• [Passage to read]:
========================

She had been away for seven months with her husband to work
as a migrant labourer in Maharashtra and had returned barely
15 days back. All she can put her finger to is a tiff she had
with Jiwan Lal’s wife but she says she was quite friendly
with Purnima, Jiwan Lal’s daughter.

It was Purnima who had fainted two days after her own marriage.
In her unconsciousness, she reportedly named Shivwati as being
the cause of her ‘‘ailment’’, triggering the story of witch-hunt
and vendetta. The villagers forced Vinod to shell out Rs 2,000
for the village baiga (the witch doctor) Lussu Ram for treating

‘‘We had returned from Maharashtra and had a saving of Rs 5,000. Perhaps someone was eyeing our cash. A day before Shivwati was dragged to the village chowki, I was told to pay Rs 2,000 to the village baiga,’’ Vinod says. He refuses to return to the village, not because he fears a fresh assault but his faith
in the village is totally shaken. ‘‘How can I live there,
where my own are of no help to me,’’ he asks.

========================

• [Task 1]:
Copy the rows again, starting at the line containing "Task: indicate the advertisement" and ending at the line containing "Task: indicate the white golf". In those lines, replace "indicate" with "mark" and change nothing else.

• [Information given]:
========================

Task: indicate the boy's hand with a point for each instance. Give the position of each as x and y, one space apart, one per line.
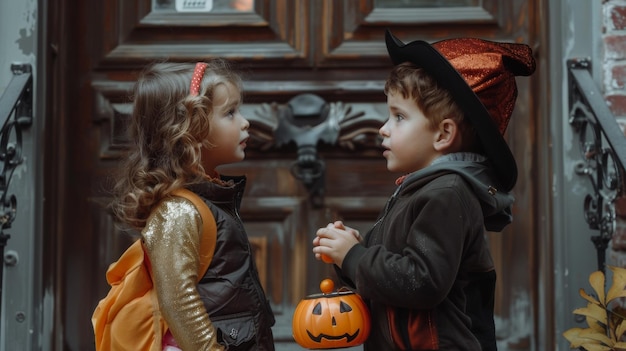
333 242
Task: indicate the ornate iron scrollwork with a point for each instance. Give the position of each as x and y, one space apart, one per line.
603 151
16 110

========================

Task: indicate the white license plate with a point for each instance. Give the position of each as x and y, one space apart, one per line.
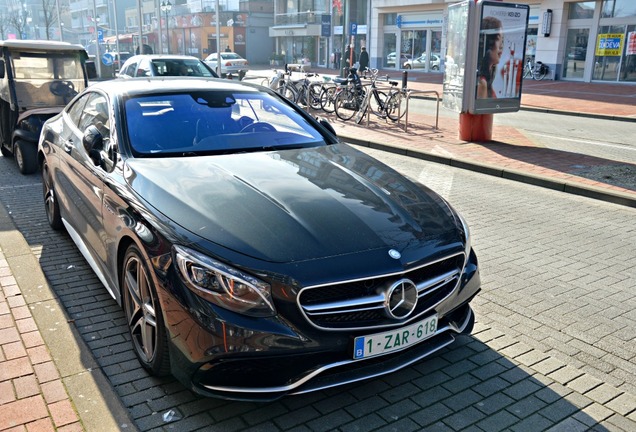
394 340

========================

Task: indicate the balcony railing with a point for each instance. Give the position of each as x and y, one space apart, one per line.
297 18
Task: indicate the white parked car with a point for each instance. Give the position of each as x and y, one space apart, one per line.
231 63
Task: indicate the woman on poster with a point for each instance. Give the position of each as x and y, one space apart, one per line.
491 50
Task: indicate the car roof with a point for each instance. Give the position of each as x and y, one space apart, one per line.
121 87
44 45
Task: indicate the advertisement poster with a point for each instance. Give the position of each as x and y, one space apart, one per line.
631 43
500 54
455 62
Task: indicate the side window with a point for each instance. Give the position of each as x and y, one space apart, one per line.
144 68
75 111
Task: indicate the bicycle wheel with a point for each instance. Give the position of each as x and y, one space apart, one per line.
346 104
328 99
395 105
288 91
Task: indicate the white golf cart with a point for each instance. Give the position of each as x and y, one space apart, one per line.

========================

• [Task 2]:
According to the witch-hunt passage, how much had Vinod and Shivwati saved when they returned from Maharashtra?

• [Right answer 1]:
Task: mark the advertisement poster with a point for each instance. Give the position of each as x and y, one space apart, one per line.
631 43
500 54
455 62
Task: mark the side window with a point for each instance. Give the position of each as x and y, one space apart, one per line.
144 68
75 111
Task: mark the bicycle wheel with a point for each instance. Give the position of each as x and y, one space apart, one per line.
346 104
328 99
395 105
288 91
Task: mark the white golf cart with a point for each instance. Give the position of each as x and y, one space apart, one per line.

• [Right answer 2]:
Rs 5,000.